### Material for this exercise

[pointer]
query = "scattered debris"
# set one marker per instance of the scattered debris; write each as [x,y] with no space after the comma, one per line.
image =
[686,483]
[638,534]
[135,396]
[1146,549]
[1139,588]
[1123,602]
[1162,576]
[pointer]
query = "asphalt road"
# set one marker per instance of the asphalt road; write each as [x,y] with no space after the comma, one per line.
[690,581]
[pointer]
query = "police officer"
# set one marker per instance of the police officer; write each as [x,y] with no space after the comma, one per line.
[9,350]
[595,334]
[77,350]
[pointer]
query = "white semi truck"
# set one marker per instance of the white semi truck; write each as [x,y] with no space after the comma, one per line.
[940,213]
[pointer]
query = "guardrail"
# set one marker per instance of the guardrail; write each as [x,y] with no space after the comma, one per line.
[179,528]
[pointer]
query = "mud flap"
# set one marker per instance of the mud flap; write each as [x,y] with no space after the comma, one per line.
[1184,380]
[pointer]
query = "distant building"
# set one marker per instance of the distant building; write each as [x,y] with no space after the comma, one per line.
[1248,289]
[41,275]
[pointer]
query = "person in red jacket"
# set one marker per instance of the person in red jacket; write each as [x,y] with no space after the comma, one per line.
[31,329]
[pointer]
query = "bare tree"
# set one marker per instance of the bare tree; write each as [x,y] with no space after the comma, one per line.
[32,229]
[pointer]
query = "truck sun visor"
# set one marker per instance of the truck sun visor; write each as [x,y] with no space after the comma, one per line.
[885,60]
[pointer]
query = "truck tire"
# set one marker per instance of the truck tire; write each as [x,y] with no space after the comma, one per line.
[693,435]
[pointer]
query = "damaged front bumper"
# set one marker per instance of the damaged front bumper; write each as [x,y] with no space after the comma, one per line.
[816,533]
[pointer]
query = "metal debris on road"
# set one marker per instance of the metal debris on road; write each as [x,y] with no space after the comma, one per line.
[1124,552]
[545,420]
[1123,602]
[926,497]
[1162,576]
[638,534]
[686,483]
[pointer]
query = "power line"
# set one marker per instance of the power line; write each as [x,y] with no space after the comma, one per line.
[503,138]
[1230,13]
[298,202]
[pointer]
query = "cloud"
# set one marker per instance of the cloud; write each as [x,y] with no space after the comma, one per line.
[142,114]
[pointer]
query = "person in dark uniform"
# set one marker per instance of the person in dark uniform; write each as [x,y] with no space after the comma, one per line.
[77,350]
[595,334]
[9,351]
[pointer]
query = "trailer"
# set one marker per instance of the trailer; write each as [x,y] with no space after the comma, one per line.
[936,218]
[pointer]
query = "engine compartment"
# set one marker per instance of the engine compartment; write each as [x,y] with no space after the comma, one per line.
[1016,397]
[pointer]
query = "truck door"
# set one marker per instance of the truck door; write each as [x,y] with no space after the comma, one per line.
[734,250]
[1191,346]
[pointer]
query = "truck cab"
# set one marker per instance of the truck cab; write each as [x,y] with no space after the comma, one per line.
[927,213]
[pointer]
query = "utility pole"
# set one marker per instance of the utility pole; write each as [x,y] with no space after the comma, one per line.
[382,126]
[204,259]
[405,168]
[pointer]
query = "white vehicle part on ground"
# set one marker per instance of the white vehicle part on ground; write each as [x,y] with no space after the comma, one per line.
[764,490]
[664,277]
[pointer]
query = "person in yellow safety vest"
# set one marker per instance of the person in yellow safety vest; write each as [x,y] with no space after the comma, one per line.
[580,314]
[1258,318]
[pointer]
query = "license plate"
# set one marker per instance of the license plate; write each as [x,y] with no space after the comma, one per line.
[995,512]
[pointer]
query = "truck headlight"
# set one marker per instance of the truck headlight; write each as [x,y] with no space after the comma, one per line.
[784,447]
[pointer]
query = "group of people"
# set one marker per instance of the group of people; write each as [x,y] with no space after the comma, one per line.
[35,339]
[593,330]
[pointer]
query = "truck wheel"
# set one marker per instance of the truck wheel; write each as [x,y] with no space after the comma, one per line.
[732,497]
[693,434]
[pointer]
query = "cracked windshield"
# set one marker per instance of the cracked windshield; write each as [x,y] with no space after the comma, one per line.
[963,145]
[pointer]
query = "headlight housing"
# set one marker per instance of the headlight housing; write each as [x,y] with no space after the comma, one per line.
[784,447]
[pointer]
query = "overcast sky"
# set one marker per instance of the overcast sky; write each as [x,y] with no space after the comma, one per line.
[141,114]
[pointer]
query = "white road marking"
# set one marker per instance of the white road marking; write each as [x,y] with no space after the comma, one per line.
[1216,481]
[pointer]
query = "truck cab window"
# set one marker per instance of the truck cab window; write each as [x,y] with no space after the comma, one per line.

### Problem description
Pick out every line above that contains the word "uniform", and copy each of those lines.

### Task response
query = "person in dark uniform"
# set one marker per instance of the person in dark uniform; write each as [x,y] with no space after the comma, one per line.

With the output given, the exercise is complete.